Position identification records:
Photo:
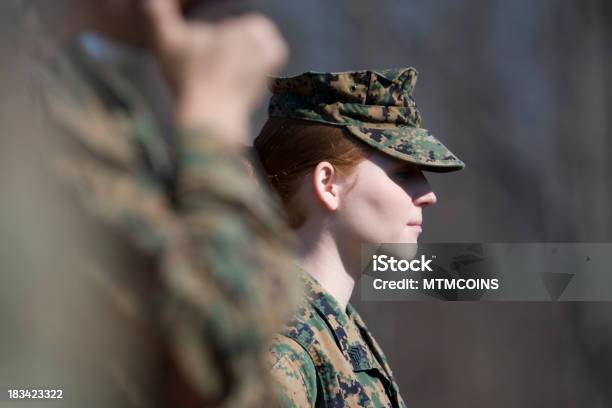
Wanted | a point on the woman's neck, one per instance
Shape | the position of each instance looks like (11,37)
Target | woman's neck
(321,258)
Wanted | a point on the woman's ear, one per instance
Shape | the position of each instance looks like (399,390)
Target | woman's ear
(325,185)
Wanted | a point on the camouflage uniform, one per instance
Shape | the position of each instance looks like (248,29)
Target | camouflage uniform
(326,356)
(185,269)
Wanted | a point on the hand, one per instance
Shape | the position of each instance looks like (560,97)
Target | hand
(217,71)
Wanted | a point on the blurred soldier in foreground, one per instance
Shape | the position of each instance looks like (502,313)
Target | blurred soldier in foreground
(169,275)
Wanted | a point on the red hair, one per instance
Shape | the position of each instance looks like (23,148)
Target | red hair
(289,149)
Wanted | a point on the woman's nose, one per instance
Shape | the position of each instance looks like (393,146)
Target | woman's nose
(426,199)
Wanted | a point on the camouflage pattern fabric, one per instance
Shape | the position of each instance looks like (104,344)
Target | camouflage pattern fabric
(185,279)
(377,107)
(326,357)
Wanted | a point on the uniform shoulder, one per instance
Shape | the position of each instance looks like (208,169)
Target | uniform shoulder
(293,372)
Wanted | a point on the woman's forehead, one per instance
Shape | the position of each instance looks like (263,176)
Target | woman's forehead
(387,162)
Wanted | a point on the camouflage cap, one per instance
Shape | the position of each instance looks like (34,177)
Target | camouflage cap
(375,106)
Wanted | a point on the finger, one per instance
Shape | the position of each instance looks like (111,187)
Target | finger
(166,21)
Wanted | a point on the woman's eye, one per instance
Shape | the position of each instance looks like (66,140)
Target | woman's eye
(404,175)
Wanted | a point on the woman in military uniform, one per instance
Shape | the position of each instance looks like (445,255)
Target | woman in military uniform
(345,151)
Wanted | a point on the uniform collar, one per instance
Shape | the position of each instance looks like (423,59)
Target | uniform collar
(350,332)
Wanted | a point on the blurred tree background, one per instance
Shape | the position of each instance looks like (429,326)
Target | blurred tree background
(521,91)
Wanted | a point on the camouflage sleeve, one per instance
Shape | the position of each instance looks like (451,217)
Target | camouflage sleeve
(229,283)
(293,372)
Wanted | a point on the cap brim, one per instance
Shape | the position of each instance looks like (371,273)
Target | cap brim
(409,144)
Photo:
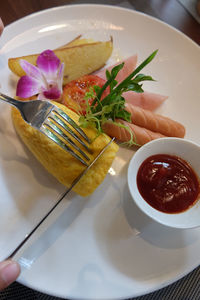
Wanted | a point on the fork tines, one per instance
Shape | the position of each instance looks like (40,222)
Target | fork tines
(56,128)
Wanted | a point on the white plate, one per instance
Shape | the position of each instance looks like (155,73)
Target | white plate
(101,247)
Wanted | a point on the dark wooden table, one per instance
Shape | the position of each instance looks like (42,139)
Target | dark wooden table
(170,11)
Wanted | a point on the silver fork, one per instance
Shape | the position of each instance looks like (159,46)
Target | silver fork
(49,119)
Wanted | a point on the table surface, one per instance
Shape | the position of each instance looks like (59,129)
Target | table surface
(169,11)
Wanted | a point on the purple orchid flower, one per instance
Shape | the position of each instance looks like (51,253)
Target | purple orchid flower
(45,79)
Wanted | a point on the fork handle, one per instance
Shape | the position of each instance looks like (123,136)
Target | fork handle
(11,101)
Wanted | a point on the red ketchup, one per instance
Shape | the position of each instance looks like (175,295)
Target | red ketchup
(168,183)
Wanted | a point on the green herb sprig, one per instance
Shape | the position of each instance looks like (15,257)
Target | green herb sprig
(112,106)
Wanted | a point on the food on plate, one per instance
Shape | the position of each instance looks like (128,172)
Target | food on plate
(75,91)
(125,132)
(168,183)
(129,65)
(77,41)
(60,163)
(154,122)
(146,100)
(107,108)
(79,59)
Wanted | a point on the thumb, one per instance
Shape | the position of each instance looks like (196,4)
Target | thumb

▸ EXERCISE REQUIREMENTS: Do not include the images; transcribe the rest of the listing exactly.

▸ SOLUTION FOR THIS EXERCISE:
Photo:
Wanted | a point on the woman's neck, one per instance
Shape | the position of each instance looks like (11,37)
Target | woman's neck
(321,258)
Wanted | a point on the woman's ear, one per instance
Shape | the position of each instance looks like (399,390)
Target | woman's ear
(325,185)
Wanted | a point on the camouflage uniform, one per instance
Shape | the position of each instance looks like (248,29)
Target | camouflage uniform
(326,356)
(185,269)
Wanted | a point on the hand, one per instance
Shape | the position of each instance looks like (560,97)
Target | hand
(217,71)
Wanted | a point on the blurred soldier in foreground, one per instance
Shape | the position of each instance looks like (502,313)
Target | blurred soldier in foreground
(169,275)
Wanted | a point on the red hair, one per instance
Shape | the position of each instance looks like (23,148)
Target | red hair
(289,149)
Wanted | a point on the woman's nose, one per instance
Shape | the position of each instance looks like (393,146)
Target | woman's nose
(426,199)
Wanted | a point on the camouflage pattern fabric, one per instance
Shape | the position of each instance looks like (104,344)
Target | camouflage pattern fabric
(185,279)
(377,107)
(326,357)
Wanted | a point on the uniform shoulder, one per instance
Shape | the position of each instance looks like (208,169)
Target | uniform shoulder
(293,372)
Wanted | a point on the woman's forehead, one per instance
Shape | the position of each instance looks like (263,176)
Target | woman's forehead
(387,162)
Wanted | a point on the camouflage cap, one per instance
Shape | the position of each instance looks like (34,177)
Target | camouflage cap
(375,106)
Wanted | a point on the finger, one per instance
Shape | the position of each instance looks like (111,187)
Target | finger
(166,21)
Wanted | a point on the woman's eye, one per instance
Shape | the position of each instance looks like (66,140)
Target | woman's eye
(404,175)
Wanted | a point on the woman in military uniform, one per instance
Shape | the position of each instance looks like (445,255)
Target | woman in military uniform
(345,151)
Wanted | a point on the uniform collar, one per instance
Shape | the position of each instance looks like (423,59)
Target | uniform collar
(350,332)
Wanted | a point on the blurred tree background, one per instance
Shape | the position of each instance looks like (429,326)
Target | blurred tree background
(521,91)
Wanted | a point on the camouflage sleeve, one per instance
Shape | the position of each instance looks like (451,217)
Target | camouflage sleeve
(229,283)
(293,372)
Wanted | a point on the cap brim, one per instance
Shape | the position of each instance looks like (371,273)
Target | cap brim
(409,144)
Photo:
Wanted | a point on the fork tines, one per instance
Shape | the position of each instance looks like (40,222)
Target | fork tines
(56,128)
Wanted | a point on the white plate, one per instance
Shape | the position of each instance looks like (155,73)
Target | white plate
(101,247)
Wanted | a point on the dark wooden table, one per instance
Shape | the position of each instance looks like (42,139)
Target | dark wooden table
(170,11)
Wanted | a point on the silver fork, one per instance
Shape | the position of each instance looks like (159,46)
Target | silver fork
(49,119)
Wanted | a point on the table surface, one per instance
Shape | the position of each instance looks like (59,129)
Target | table surface
(169,11)
Wanted | a point on the purple orchid flower, one per instance
Shape | the position of each instance looks like (51,253)
Target | purple orchid flower
(45,79)
Wanted | a point on the fork handle, one per instance
Shape | the position of each instance looks like (123,136)
Target | fork handle
(11,101)
Wanted | a point on the red ketchup, one per instance
Shape | the position of each instance looks like (175,295)
Target | red ketchup
(168,183)
Wanted | a point on the green herb sprig, one per instance
Shape | the position of each instance looks like (15,257)
Target | green herb sprig
(112,106)
Wanted | a point on the food on plate, one per instance
Shape | the position of each instance looks like (128,172)
Target | food on plate
(75,91)
(125,132)
(168,183)
(129,65)
(77,41)
(60,163)
(154,122)
(146,100)
(107,108)
(79,59)
Wanted | a point on the thumb, one per instance
Shape | the position of each instance looks like (196,4)
Target | thumb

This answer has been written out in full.